### REQUIRED TASKS
• a. Decide whether each statement agrees with the article on AI training with YouTube captions, answering yes or no and quoting the words of the article that decide it: (i) The tech companies took the videos directly from YouTube. (ii) Apple trained its OpenELM model on the Pile dataset. (iii) YouTube has issued a statement about the matter.
• b. From the article on AI training with YouTube captions, extract the words from "According to YouTube’s" to "YouTube video creators.", copying them without any change.

== EXERCISE PASSAGE

Apple and Other Tech Giants Accused of Using 170,000 Unlicensed YouTube Video Captions to Train AI
According to a report by the technology news website Proof News, several tech companies, including Apple, have utilized third-party data that was acquired without authorization. This data primarily consists of subtitles from 173,536 YouTube videos across 48,000 channels, used to train artificial intelligence models.
The major tech companies implicated include Apple, Anthropic, NVIDIA, Salesforce, among others. However, these companies did not directly extract videos from YouTube; instead, the data was collected and provided by the third-party data provider EleutherAI.
EleutherAI is a non-profit organization that has released a dataset named Pile, which is largely available for public use. Anyone with sufficient storage and computing capacity can download and use it to train AI models via the internet.
The organization's paper mentioned that several large tech companies, including Apple, have used the Pile dataset to train AI models. For example, Apple used it to train the OpenELM model, a new model unveiled in April.
This situation raises complex issues regarding companies like Apple utilizing data provided by third parties, where the source of the data is irregular. The question arises: should companies using this data to train models bear responsibility?
According to YouTube’s terms of service, using any content from YouTube videos without authorization, including subtitles, is a violation of the agreement. EleutherAI's actions violate YouTube's terms of service and infringe upon the copyright of YouTube video creators.
However, it has become increasingly common for AI companies to scrape content from the internet without authorization for training purposes. This process is often conducted quietly, making it difficult for content creators to discover their work has been used without permission.
As of now, Apple, NVIDIA, Anthropic, EleutherAI, and YouTube have not issued any statements regarding this matter. However, given the clear violation, YouTube may take legal action.

====
== EXTRACTED RECORDS

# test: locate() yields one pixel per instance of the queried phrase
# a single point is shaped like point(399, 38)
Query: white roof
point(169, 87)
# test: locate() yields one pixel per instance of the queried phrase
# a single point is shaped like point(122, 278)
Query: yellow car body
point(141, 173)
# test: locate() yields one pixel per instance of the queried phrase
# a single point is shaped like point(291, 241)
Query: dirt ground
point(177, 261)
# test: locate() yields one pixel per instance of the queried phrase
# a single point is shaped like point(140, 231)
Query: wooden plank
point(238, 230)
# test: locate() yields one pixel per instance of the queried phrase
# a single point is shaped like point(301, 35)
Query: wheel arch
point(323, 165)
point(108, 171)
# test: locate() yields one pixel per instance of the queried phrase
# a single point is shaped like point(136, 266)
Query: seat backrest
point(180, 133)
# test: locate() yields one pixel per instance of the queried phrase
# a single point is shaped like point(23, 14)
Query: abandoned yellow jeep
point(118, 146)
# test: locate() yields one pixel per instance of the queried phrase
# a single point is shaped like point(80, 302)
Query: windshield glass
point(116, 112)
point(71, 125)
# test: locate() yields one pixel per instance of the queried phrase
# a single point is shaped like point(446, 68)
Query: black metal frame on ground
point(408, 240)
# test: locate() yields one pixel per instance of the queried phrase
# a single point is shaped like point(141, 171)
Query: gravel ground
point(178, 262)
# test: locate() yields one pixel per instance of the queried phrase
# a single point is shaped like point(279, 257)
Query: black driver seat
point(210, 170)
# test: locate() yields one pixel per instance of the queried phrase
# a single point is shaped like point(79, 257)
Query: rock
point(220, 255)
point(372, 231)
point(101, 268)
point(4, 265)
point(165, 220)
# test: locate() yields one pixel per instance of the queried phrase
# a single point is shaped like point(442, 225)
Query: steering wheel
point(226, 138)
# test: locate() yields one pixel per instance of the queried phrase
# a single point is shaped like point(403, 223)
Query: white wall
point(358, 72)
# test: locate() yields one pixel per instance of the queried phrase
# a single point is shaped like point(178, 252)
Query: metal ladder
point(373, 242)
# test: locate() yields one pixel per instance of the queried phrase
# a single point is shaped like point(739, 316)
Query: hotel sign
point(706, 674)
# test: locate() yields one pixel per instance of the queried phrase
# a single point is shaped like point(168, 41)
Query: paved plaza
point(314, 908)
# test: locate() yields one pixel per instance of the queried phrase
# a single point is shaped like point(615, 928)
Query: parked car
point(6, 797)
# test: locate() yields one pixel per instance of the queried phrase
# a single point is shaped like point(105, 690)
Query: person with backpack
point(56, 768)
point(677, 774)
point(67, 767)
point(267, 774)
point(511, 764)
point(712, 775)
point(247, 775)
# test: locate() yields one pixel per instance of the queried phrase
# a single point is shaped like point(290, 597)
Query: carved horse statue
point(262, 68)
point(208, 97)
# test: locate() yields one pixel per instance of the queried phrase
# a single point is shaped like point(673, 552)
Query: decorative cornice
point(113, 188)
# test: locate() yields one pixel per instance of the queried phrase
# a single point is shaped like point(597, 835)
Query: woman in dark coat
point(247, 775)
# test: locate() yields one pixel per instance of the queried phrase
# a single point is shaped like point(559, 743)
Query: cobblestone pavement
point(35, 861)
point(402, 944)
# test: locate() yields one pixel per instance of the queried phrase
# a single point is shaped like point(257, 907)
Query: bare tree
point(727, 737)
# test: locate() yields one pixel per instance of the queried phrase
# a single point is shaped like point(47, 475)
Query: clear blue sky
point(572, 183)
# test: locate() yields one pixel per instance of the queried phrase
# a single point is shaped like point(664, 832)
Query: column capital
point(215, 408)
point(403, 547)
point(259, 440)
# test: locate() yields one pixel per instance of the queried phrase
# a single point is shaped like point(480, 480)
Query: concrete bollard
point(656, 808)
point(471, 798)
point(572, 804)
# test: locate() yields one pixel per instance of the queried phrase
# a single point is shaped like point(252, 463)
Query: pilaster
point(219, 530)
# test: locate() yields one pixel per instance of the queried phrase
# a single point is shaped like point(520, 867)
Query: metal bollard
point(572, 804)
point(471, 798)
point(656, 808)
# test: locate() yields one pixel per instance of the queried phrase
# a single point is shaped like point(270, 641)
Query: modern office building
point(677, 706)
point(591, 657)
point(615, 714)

====

### ANSWERS PER TASK
• a.
(i) No: "these companies did not directly extract videos from YouTube"
(ii) Yes: "Apple used it to train the OpenELM model"
(iii) No: "Apple, NVIDIA, Anthropic, EleutherAI, and YouTube have not issued any statements regarding this matter"

• b.
According to YouTube’s terms of service, using any content from YouTube videos without authorization, including subtitles, is a violation of the agreement. EleutherAI's actions violate YouTube's terms of service and infringe upon the copyright of YouTube video creators.